Records of labeled points
┌──

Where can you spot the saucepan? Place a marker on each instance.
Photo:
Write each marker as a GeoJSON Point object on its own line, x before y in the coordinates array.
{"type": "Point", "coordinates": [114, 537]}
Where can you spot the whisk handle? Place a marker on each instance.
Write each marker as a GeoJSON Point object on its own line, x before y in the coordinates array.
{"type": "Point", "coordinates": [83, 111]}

└──

EXERCISE AIM: Turn the records above into a numbered list, dropping any blank lines.

OUTPUT OF THE TASK:
1. Where can you spot the saucepan? Place a marker on each instance.
2. Photo:
3. Write each marker as a GeoJSON Point object on its own line, x before y in the coordinates array.
4. {"type": "Point", "coordinates": [114, 537]}
5. Where can you spot the whisk handle? Place a marker on each instance.
6. Write each marker as a GeoJSON Point object on its own line, x before y in the coordinates array.
7. {"type": "Point", "coordinates": [83, 111]}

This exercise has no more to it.